▸ **EXTRACT TO READ**
-------
Bear Market Plans, Economic Debate, Intel, Cutting PYPL In Half, Onshoring, Etc

Bear Market Plans, Economic Debate, Intel, Cutting PYPL In Half, Onshoring, Etc

Here’s the transcript for this week’s Trading With Cody Live Q&A chat. Please note I sold half my PYPL as I mention below.

Q. What are our strategies if this Bear Market last for another 3 quarters or so?

A. The bear market might just slowly bleed lower for months and/or the market can stay in a lower range for even years. Great companies in Revolutionary sectors will grow their topline, their earnings and their stock price will go up over the next few quarters and especially over the next five to ten years. So the plan is to keep the portfolio lean and mean but to keep finding new names in new Revolutionary sectors and to scale into them whenever they get hit hard. Slowly but surely over the next few months.

Q. Is inflation is cooling because we are headed toward a recession? Will the Fed be forced to cut rates; stocks will soar and then MORE INFLATION?

A. I’m not sure stocks will soar if/when the Fed cuts rates next time. Lots of moving parts in the inflation and economic front and I’m only sure that it’s not the same kind of inflationary, economic and central bank set up that we were used to for the last fifty years.

Q. How, with debt to GDP at 130%, is inflation peaked? Much of the inflation is driven by energy supply issues due to administration policies both here in the US and in Europe, which has knock on effects on everything downstream of energy and petroleum including food (fertilizer, diesel, etc). The other major factor is the supply chain supply issues from the combo of the great resignation.

A. I’m not sure inflation’s peaked, as much as I think the rate of inflation has peaked. I’m not sure inflation is about to drop anywhere near the 2% target of the Fed, but I am pretty sure that inflation isn’t going to run at a 7-9% rate like it has been.

Q. Given the food and energy inflation along with the other goods in the market sapping the consumer spending power, and given consumer spending is something like 70% of the economy, how do we not head into a protracted recession from the inevitable reduction in economic activity? Particularly given the dire economic consequences of the energy cost in Europe affecting their industrial production.

A. We might be, I think we are already in a recession. But I think the economy and money and people and ideas and information — and therefore, economies, move MUCH faster than they ever have in written history.

Q. Given the debt to GDP, how are we not headed for a long term period of stagflation (like the 70’s) as the ratio is inflated away?

A. We could be, but then again, life with instant movement of information and money being run on apps and Internets and space satellites and all the other wondrous changes that technology has provided since the 1970s stagflation era will make this era very different and probably much quicker.

Q. What is your game theory on how the US gets back to something approaching a normal 2-3% GDP growth economy from where we are today?
-------
▸ **DATASET EXCERPTS**

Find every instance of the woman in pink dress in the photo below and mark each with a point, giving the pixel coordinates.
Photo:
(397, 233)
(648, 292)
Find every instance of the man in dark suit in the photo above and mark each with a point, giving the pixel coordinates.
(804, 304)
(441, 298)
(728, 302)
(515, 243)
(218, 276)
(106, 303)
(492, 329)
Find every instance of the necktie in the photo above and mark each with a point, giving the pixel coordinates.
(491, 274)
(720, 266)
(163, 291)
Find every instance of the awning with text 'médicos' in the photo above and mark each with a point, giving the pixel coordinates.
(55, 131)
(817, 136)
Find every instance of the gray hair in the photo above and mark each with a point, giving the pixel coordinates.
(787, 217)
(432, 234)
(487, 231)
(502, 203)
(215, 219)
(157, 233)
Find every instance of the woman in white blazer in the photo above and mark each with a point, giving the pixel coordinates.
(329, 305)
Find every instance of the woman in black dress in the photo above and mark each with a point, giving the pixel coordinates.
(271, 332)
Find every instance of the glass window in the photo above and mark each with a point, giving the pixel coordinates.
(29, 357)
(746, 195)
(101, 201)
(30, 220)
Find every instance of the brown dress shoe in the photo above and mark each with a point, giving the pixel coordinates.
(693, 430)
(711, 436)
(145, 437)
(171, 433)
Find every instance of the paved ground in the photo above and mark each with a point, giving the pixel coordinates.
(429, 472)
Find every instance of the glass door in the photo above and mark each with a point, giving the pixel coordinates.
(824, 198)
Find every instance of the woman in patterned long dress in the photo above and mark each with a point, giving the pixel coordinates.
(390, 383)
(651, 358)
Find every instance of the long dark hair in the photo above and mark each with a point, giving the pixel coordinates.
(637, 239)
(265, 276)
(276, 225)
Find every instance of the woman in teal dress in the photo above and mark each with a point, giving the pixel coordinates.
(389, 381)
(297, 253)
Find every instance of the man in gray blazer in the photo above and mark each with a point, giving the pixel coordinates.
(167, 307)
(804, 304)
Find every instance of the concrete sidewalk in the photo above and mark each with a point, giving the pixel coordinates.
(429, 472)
-------
▸ **WORK TO DO**
#1 Quote the market Q&A transcript, starting with "Q. How, with" and going on through "the great resignation.".
#2 In the market Q&A transcript, what annual rate does the answer say inflation is not going to keep running at?
#3 Write a continuation of the market Q&A transcript, picking up right after its final line.
The items after the market Q&A transcript are a separate set of material.

▸ **ANSWERS FOR THIS EXERCISE**
#1
Q. How, with debt to GDP at 130%, is inflation peaked? Much of the inflation is driven by energy supply issues due to administration policies both here in the US and in Europe, which has knock on effects on everything downstream of energy and petroleum including food (fertilizer, diesel, etc). The other major factor is the supply chain supply issues from the combo of the great resignation.

#2 A 7–9% rate.

#3
A. Pray and hope that economy/technology move faster than the Republican Democrat Regime and the powers that be can stop endlessly siphoning off our productivity and prosperity enhancements.

Q. I’ve been following for years and have been a subscriber for the past few years. When you say your are making a stock a large position, what percentage of your portfolio would a large position be? Each of us has to define our own risk, so a large position would vary for each of us.

A. Thanks for being here. I might make a position close to 10% but that’s about the max and I rarely go that large although my personal account still has an outsized TSLA position as many of my subscribers do because we made it our largest position and then it went up nearly 20x. In general, 8% is probably a pretty aggressive large position to start with.

Q. Hi Cody. Thank you in advance for taking the time to answer our questions. I have several questions for this week’s chat. Can you please provide your take on Intel’s quarter? Do you still have the same level of conviction on this company?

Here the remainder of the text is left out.